## [Task 1]
Answer these questions using the profile of Marie Kelly.
(a) In what year and in which city was she born?
(b) Where was she first introduced to finger spelling and American Sign Language?
(c) For how many years did she serve as Treasurer of Resident Council?
## [Task 2]
Return, word for word, the passage of the Marie Kelly profile from "Model: Marie Kelly" to "read their lips.".

## [Source document]
Model: Marie Kelly
Cerebral Palsy, Deaf

I was born a twin in 1956 in Philadelphia. We were both very sick babies, and my sister died at five days old. I was diagnosed with Cerebral Palsy
around that time. I was part of a very big family, but as I was growing up, they realized I wasn’t responding, and I couldn’t hear them. I was Deaf
too. As a child, I couldn’t understand my family and was forced to read their lips.

For my physical disability, I used leg braces and crutches to walk and a wheelchair too. I went to a school for only students with disabilities
called Widener Memorial School. To talk, I typed, but it was hard since I didn’t understand my teachers. I had all kinds of therapy at school:
physical, occupational, and speech. Over the summers, I attended Variety Club camp, and this was where I was first introduced to finger
spelling and American Sign Language. To learn to communicate better, my mother took me to the Pennsylvania School for the Deaf. I took sign
language, cooking, and sewing. I was scared to be in this new place, but the staff was very encouraging.

After graduating in 1977, I went to Elwyn and was a good worker for twelve years. People assume I have cognitive issues, but I could show I
didn’t when I worked so hard. My mother’s health was deteriorating, but she was still helping me until she finally had to move into a nursing
home. Then my father had to help instead, but one day, he fell, and I had to use my old TTY relay to call my brother Mike and my sisters and
brothers. Dad could no longer help me care for myself, so Mike called my doctor, who suggested I try to get a spot at Inglis House, but there
would be a waiting list.

While I waited to get a call from Inglis House, I alternated staying for two weeks in Overbrook with my sister Peggy, Kathy in New Jersey, and Terri
in Ocean City also in New Jersey. None of my siblings could do all of what I needed, so they rotated. They were still very stressed because I
saw them fight, and that made me feel sad and alone. We were all relieved when the call finally came saying Inglis House was ready for me.
Moving in took a little while for me to get comfortable, but I like living here now. I was even Treasurer of Resident Council for twelve years. I
worked to write checks for bills, and I helped residents mail bills and manage their bingo money.

In 1997, my father passed away, and my siblings came to tell me, and my mother followed suit in 1998. We mourned their passing and celebrate
their lives. I loved my parents very much and miss them.

“I have enjoyed being in the Bold Beauty Project, and in my picture I am at the Eagles parade because they are champions and I have the self portrait I painted.”

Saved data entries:
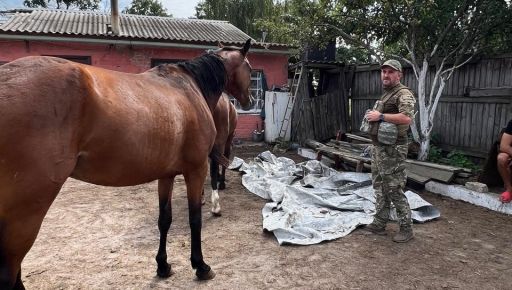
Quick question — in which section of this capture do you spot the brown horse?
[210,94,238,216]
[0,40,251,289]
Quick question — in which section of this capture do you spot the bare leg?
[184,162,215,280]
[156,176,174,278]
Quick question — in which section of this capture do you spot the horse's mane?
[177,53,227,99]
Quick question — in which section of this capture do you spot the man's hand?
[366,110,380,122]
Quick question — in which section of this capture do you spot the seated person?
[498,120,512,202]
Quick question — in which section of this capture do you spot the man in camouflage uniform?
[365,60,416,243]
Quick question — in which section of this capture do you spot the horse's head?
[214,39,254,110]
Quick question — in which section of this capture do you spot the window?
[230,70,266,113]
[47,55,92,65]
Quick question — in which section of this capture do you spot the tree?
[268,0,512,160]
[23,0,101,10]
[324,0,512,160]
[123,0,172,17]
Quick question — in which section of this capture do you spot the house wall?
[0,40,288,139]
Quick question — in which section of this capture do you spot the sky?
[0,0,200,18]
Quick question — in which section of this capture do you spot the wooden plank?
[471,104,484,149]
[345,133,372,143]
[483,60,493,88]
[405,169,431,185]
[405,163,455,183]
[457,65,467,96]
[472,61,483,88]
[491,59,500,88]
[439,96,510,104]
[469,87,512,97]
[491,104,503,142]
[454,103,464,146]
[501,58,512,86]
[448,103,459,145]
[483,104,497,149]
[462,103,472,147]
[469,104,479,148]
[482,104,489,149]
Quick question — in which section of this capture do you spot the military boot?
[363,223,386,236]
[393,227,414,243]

==

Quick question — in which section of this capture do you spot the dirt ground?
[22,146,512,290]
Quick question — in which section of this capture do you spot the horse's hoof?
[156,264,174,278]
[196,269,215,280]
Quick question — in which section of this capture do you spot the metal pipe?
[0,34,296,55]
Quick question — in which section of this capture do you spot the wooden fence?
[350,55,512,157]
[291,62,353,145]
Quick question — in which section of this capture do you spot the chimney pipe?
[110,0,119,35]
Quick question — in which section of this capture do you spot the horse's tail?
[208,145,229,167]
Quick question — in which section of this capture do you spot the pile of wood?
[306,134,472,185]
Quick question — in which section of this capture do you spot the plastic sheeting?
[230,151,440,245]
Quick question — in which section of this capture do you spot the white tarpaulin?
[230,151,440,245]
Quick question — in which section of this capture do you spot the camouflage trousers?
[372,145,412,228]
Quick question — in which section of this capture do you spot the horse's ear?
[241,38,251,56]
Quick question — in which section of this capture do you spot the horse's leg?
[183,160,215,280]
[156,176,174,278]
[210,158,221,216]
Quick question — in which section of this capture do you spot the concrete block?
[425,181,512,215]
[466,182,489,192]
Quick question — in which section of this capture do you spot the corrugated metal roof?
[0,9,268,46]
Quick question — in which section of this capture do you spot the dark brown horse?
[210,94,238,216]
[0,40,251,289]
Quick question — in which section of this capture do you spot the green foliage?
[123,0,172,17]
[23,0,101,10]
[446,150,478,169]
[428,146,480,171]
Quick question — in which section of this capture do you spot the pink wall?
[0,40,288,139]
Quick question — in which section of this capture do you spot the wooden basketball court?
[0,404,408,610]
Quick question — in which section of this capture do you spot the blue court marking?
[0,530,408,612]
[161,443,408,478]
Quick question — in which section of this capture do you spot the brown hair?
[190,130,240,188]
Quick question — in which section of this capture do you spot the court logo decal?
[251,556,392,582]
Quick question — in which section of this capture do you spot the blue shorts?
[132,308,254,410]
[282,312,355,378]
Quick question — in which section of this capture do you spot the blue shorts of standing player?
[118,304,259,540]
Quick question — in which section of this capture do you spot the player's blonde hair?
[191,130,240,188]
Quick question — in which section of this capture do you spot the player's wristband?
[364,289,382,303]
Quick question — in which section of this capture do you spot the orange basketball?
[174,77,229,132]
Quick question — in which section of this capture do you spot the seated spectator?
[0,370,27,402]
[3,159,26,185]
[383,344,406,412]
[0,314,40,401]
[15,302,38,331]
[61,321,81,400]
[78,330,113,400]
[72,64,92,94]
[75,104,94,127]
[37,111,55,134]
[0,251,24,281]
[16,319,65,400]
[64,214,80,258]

## [Exercise response 1]
(a) 1956, in Philadelphia.
(b) At Variety Club camp, which she attended over the summers.
(c) Twelve years.

## [Exercise response 2]
Model: Marie Kelly
Cerebral Palsy, Deaf

I was born a twin in 1956 in Philadelphia. We were both very sick babies, and my sister died at five days old. I was diagnosed with Cerebral Palsy
around that time. I was part of a very big family, but as I was growing up, they realized I wasn’t responding, and I couldn’t hear them. I was Deaf
too. As a child, I couldn’t understand my family and was forced to read their lips.